» 任务要求
A) 请把关于 Go 竞态检测的文本中的这句话译成英文：“变量的并发读取不会产生竞态。”
B) 根据关于 Go 竞态检测的文本回答：
(i) 原始代码中 n 初始化为多少？
(ii) CAS 试图把 n 从几交换到几？
(iii) goroutine 2 在快速路径中锁定互斥锁失败后进入哪里？

看起来竞态检测是由外部工具执行的，但我仍然不知道如何注册特定的忽略包。看来我必须分析 goroutine 的工作流程…… 但目前我没有精力继续探索。我会等待其他人的回答。

bupafengyu 8楼

你找到了吗？后续的 goroutine 只涉及读操作，没有写操作发生。变量的并发读取不会产生竞态。

如果你检查我的原始代码：

n := int32(0)
go func() {
	atomic.CompareAndSwapInt32(&n, 1, 2)
}()
go func() {
	x += n
}()

上面的 atomic.CompareAndSwapInt32 永远不会成功交换 n。因为 n 初始化为 0，而 CAS 试图将其从 1 交换到 2。所以 CAS 总是失败。它只是读取 n，什么也不做。它从未交换 n。在此次执行结束时，n 总是保证为零。所以，在我的原始代码中，同样没有写操作发生。但是，Go 将其计为数据竞态。

如果你看我上面的例子：

goroutine 1：锁定互斥锁，在快速路径中成功
goroutine 2：在快速路径中锁定互斥锁，但失败并进入慢速路径
goroutine 2 现在即将执行 old := m.state
goroutine 3：锁定互斥锁，它尝试在快速路径中执行 atomic.CompareAndSwap(...)

» 材料
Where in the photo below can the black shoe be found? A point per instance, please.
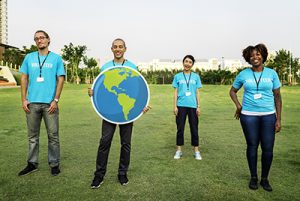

» 各题答案
A) Concurrent reads of a variable do not produce a race.

B)
(i) 0
(ii) 从 1 交换到 2
(iii) 慢速路径